▸ **Task statement**
Word for word, restate all of the data shown below.

▸ **Dataset excerpts**
******************************
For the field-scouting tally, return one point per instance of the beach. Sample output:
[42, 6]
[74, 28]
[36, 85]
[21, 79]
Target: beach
******************************
▸ **Solution to this task**
For the field-scouting tally, return one point per instance of the beach. Sample output:
[42, 6]
[74, 28]
[36, 85]
[21, 79]
Target: beach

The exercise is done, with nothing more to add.